• **ЗАДАНИЕ**: Перепишите дословно отрывок из текста об Ухтомском от слов «В декабре, приветствуя» до слов «К. М. Сержпинской.» включительно.

• **ИСХОДНЫЙ ТЕКСТ**:
+++

Мысленным взором охватывает Ухтомский промчавшееся время: «Как много, много пронеслось с тех пор! Целые картины и трагедий, и драм, и комедий, а потом опять трагедий и трагедий!.. Все-таки трагедии в человеческой жизни преобладают! А отчего же? — спрашивает Ухтомский. — Мудрые люди сказали и продолжают говорить: от греха! Испорчена, болезненна жизнь, в ней есть внутренний порок, и порок этот есть грех». И далее он размышляет на излюбленную тему о том, что человеку не хочется «бдительно-непрестанной» работы и он все придумывает, как бы пожить в свое удовольствие. «Но жизнь упорно, настойчиво и твердо поворачивается трагическими своими сторонами, звучит опять и опять басовыми тонами, грозовыми раскатами, и все опять напоминает, что не для банкетов и увеселений мы здесь, „друзья“!»
Ухтомский любил повторять: люди на земле скитальцы, не имеющие «зде пребывающего града, но грядущего взыскующие». Недаром с детства влекли его заволжские странники-старообрядцы, незадачливые «темные мужики», объявлявшие грехом любой намек на оседлое постоянство, бежавшие «ото всего этого кровавого и блестящего тризнища» и считавшие, что жизнь — вся в стремлении, движении. Он неизменно чувствовал себя рядом с ними, «а не с исправниками, священниками и профессорами, хотя и попал сам в профессоры!» Об этом Алексей Алексеевич говорил десять лет назад, в 1927 году, в письме к Ф. Гинзбург, с гордостью называя себя «профессором-странником», который не верит никаким идолам, — но теперь на дворе стоял год 1937-й, и вопрос: куда «позовут ехать далее»? — имел зловещий подтекст.
В декабре, приветствуя морозную зиму, Ухтомский писал калужанам, что нынче, в пору общественного ненастья, как никогда дорог покой «за светящимся окошком». Представляя, как живут люди под белой снежной шапкой на крышах домишек в тихих городках и деревнях, признавался: «Мне иногда ужасно хочется носиться невидимкой по ночному воздуху, чтобы слетать то к одним, то к другим моим друзьям, заглянуть к ним, чтобы знать, что они там сейчас делают, как сидят, о чем говорят, счастливы ли, сыты ли, чем озабочены…»
Четыре письма Ухтомского 1938 года посланы на имя той же К. М. Сержпинской.

+++

• **ПРЕДОСТАВЛЕННЫЙ СПИСОК**:
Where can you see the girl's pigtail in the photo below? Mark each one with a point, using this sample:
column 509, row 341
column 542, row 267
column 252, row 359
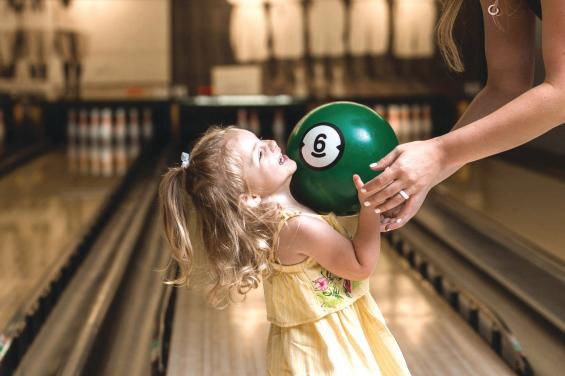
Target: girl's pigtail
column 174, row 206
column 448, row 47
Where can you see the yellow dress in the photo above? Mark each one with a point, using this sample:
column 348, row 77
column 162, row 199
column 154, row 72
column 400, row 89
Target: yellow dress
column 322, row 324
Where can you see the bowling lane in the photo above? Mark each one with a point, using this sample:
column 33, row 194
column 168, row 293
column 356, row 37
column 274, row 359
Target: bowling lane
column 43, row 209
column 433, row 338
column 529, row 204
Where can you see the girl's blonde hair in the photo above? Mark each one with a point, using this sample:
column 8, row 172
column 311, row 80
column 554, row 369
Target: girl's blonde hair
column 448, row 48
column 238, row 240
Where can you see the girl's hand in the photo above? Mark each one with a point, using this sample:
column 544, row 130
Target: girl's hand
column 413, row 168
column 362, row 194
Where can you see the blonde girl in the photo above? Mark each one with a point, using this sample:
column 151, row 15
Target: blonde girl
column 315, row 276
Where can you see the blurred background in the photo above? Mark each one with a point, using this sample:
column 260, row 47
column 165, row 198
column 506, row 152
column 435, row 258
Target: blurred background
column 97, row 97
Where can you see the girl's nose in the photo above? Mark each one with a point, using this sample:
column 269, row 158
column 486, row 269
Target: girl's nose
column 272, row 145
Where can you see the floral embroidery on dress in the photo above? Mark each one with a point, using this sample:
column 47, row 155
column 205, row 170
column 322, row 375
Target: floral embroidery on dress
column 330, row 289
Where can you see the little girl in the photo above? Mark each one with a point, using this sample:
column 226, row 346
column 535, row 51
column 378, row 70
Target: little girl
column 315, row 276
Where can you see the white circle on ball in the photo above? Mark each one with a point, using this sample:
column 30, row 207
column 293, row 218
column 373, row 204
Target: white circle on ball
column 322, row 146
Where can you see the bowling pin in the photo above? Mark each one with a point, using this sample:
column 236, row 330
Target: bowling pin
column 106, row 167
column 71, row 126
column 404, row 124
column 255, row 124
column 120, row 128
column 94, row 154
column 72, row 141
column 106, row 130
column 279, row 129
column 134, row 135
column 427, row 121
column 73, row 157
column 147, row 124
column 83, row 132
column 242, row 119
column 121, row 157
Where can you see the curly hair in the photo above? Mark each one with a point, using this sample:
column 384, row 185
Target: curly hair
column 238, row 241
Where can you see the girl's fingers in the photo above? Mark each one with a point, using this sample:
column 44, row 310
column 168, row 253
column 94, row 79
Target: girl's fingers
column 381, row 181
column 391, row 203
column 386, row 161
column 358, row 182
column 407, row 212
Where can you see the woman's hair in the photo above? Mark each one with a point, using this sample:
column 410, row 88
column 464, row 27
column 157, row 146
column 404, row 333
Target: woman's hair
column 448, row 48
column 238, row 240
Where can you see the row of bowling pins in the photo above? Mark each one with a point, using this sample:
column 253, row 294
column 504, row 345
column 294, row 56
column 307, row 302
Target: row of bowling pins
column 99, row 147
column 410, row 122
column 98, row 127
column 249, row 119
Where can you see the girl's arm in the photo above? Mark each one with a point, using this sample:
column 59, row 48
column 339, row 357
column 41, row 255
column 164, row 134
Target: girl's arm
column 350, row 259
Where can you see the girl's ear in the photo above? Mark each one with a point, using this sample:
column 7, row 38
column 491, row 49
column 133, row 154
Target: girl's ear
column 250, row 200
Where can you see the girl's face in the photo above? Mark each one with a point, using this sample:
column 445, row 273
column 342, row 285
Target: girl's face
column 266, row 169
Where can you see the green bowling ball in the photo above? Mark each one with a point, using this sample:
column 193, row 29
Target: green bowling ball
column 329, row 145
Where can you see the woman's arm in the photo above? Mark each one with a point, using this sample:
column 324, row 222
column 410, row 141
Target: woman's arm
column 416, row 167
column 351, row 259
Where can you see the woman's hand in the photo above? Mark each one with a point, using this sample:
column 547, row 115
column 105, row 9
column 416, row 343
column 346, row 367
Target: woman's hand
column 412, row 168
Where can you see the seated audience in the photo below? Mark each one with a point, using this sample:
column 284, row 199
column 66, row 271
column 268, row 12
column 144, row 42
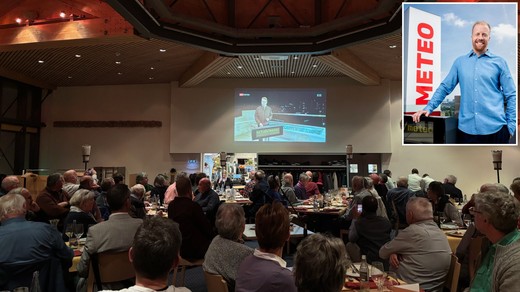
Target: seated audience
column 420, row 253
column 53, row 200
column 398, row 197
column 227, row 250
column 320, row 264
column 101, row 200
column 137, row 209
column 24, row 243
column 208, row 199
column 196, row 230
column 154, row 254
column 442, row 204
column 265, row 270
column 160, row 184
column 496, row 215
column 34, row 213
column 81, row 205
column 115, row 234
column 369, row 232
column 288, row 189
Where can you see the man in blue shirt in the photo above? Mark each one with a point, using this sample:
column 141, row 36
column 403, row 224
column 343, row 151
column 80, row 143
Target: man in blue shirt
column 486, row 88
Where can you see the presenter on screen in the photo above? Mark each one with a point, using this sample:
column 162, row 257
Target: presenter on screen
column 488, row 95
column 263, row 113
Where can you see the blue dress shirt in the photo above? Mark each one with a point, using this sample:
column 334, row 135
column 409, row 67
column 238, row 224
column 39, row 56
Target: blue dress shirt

+++

• **ВАШЕ РЕШЕНИЕ**:
В декабре, приветствуя морозную зиму, Ухтомский писал калужанам, что нынче, в пору общественного ненастья, как никогда дорог покой «за светящимся окошком». Представляя, как живут люди под белой снежной шапкой на крышах домишек в тихих городках и деревнях, признавался: «Мне иногда ужасно хочется носиться невидимкой по ночному воздуху, чтобы слетать то к одним, то к другим моим друзьям, заглянуть к ним, чтобы знать, что они там сейчас делают, как сидят, о чем говорят, счастливы ли, сыты ли, чем озабочены…»
Четыре письма Ухтомского 1938 года посланы на имя той же К. М. Сержпинской.